Interested in reconnecting with old friends and relations you may not have seen in years? Just write about them and then have it published somewhere. You’ll hear from them before the ink dries. Believe me, nothing catches an Irish persons attention like the written word.
It won't actually matter if the words you write are complimentary or insulting, in fact it'll be beside the point. Irish people live in mortal dread of scrutiny. Call it a colonial consequence. The spud that rises gets the spade.
We know this in our DNA. It's why we're so leery of Irish writers. Successions of invading hordes have brought trouble to our shores, but no one makes our knees knock like a homegrown bard.
I discovered this fact for the first time whilst witnessing the outsized reaction to Frank Mc Court's masterful Angela's Ashes in the 1990's. At the time I had no idea who he was. I was just another blow-in in a bookshop in Connecticut in 1997 when that famous picture on the cover caught my eye.
Well there's a member of the tribe, I thought, looking at the barefoot street urchin on the dust jacket. Just look at the big head on him. I picked it up and read the opening paragraph. It felt a bit like discovering The Catcher In The Rye at 14. McCourt's mordantly funny memoir had me immobilized with laughter and recognition in about a minute. It really cast a spell, that book. I took it home and read it in one sitting.

Dataset excerpts:
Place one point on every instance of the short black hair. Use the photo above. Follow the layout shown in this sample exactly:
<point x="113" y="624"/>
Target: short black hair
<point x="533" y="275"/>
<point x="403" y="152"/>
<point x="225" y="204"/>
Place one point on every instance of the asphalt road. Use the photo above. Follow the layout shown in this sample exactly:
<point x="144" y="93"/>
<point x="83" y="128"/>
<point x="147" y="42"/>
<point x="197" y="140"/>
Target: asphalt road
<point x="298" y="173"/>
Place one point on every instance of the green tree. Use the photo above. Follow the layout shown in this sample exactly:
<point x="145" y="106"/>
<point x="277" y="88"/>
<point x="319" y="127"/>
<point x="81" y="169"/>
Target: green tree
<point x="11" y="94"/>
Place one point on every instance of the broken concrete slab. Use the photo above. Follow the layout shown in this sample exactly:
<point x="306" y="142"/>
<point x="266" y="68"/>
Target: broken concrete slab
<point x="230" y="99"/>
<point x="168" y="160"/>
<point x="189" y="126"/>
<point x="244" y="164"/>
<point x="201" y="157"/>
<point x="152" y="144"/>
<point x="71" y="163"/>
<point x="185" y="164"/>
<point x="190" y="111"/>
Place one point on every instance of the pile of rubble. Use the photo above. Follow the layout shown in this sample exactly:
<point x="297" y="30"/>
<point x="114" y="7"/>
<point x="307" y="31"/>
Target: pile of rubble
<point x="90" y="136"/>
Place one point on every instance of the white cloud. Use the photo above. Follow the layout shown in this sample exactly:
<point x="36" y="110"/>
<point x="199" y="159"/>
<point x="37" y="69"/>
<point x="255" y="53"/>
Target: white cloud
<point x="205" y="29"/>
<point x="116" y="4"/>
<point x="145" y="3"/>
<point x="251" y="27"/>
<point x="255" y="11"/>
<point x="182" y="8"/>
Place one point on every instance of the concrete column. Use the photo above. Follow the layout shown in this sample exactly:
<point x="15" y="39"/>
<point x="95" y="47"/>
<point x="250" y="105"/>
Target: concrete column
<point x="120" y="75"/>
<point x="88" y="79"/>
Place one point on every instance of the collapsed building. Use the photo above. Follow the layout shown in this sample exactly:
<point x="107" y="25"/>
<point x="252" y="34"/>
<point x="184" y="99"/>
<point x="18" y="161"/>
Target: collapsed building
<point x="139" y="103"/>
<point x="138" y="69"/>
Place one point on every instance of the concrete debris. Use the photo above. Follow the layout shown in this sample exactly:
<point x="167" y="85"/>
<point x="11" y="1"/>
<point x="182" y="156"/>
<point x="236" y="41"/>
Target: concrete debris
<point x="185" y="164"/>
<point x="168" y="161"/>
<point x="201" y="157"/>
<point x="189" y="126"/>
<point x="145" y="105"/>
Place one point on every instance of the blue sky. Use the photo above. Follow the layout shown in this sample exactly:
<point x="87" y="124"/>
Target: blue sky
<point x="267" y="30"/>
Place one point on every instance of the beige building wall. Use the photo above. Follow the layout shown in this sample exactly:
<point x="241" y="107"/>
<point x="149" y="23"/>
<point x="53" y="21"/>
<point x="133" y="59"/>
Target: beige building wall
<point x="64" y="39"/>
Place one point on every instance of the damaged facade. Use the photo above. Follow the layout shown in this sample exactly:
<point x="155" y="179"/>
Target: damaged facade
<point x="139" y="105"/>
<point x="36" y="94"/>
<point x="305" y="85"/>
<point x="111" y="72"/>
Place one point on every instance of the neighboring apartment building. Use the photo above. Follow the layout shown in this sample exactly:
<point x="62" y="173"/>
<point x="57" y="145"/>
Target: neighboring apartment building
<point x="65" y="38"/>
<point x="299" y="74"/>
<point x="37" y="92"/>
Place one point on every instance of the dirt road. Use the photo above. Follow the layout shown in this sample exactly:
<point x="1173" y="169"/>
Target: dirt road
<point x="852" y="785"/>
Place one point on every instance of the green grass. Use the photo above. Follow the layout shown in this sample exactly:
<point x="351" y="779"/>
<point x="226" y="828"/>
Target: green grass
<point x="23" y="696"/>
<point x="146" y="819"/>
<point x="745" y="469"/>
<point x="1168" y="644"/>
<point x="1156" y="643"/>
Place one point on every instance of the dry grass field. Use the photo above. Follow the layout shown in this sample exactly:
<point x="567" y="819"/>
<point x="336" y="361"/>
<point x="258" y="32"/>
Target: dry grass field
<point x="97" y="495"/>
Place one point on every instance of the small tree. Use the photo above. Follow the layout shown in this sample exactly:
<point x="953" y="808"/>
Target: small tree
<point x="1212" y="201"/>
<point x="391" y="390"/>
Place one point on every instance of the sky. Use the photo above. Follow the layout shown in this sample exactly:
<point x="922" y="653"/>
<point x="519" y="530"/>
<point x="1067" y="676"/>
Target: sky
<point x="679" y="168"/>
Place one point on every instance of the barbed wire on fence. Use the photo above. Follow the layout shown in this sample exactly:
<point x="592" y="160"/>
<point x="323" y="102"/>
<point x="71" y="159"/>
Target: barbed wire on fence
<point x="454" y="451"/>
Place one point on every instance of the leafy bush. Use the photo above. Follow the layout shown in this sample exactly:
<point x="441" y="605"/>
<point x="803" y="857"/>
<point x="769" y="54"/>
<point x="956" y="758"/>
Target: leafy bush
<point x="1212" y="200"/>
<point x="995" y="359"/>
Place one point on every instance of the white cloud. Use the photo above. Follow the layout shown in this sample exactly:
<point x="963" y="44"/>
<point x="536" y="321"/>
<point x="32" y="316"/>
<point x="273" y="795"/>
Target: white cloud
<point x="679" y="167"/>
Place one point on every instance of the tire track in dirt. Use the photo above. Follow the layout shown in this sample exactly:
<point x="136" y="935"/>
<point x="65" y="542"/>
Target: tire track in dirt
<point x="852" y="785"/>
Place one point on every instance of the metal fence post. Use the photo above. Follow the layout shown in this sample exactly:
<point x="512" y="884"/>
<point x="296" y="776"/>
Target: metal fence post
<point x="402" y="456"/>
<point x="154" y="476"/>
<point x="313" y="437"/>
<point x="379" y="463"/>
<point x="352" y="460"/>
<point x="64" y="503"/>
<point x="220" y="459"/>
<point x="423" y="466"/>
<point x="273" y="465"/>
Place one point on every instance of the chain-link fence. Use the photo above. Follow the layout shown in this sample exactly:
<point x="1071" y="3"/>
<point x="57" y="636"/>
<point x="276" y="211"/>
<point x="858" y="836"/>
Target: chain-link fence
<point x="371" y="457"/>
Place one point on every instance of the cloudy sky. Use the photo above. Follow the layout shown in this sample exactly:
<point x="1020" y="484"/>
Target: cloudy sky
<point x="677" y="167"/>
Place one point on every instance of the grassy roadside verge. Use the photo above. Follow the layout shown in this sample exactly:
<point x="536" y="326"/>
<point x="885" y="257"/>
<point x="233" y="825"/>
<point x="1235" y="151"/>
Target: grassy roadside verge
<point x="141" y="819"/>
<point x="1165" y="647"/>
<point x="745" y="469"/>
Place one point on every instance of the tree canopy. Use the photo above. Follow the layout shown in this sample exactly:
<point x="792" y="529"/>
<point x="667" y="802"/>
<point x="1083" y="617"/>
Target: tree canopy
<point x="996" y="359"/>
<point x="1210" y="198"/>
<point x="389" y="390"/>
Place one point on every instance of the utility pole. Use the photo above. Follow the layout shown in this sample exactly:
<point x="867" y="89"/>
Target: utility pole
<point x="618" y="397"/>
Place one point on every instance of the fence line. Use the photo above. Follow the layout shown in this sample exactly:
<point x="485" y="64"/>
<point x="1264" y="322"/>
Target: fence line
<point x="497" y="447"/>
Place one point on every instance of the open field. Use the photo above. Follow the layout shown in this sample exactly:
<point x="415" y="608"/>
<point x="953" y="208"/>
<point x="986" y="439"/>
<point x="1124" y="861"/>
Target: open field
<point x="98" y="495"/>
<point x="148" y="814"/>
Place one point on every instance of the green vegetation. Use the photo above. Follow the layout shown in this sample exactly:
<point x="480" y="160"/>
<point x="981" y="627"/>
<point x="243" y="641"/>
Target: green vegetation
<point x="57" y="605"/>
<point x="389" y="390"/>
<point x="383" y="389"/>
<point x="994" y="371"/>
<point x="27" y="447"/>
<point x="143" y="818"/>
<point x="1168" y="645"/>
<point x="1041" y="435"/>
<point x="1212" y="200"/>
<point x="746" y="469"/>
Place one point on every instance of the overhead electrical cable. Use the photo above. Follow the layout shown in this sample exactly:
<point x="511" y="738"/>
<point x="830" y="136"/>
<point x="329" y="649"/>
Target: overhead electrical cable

Exercise prompt:
In the passage on Irish wariness of writers, list every number written in digits, in order of appearance.

Response box:
1990's, 1997, 14